REQUIRED ACTION ▸ Print word for word the records from the line containing "Label the layered" through the end.

'''

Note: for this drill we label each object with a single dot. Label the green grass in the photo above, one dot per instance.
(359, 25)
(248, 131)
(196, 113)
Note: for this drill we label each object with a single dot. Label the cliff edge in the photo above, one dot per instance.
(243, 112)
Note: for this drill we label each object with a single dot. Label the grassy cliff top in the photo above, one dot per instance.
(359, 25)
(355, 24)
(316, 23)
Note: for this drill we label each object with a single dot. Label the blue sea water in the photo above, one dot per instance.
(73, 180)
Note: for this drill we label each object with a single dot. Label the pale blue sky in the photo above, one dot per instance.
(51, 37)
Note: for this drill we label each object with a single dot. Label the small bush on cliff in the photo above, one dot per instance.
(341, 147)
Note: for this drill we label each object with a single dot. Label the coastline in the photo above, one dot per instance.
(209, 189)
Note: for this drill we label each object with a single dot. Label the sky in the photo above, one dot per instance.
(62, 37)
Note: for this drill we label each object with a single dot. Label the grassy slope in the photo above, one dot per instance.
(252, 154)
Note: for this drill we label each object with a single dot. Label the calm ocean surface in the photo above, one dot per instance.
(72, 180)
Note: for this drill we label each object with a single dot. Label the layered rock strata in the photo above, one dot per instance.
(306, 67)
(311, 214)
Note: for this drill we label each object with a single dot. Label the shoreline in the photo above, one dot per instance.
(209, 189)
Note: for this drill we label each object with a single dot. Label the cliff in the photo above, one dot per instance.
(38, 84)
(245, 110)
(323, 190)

'''

FINISHED TASK ▸
Note: for this drill we label each object with a single dot. Label the layered rock strata in the photo above, one dot per instance.
(306, 67)
(311, 214)
Note: for this drill we label each object with a single dot. Label the shoreline in the photo above, one dot per instance.
(209, 189)
Note: for this drill we label each object with a single dot. Label the cliff in the photo above, one dot per instance.
(38, 84)
(245, 110)
(323, 190)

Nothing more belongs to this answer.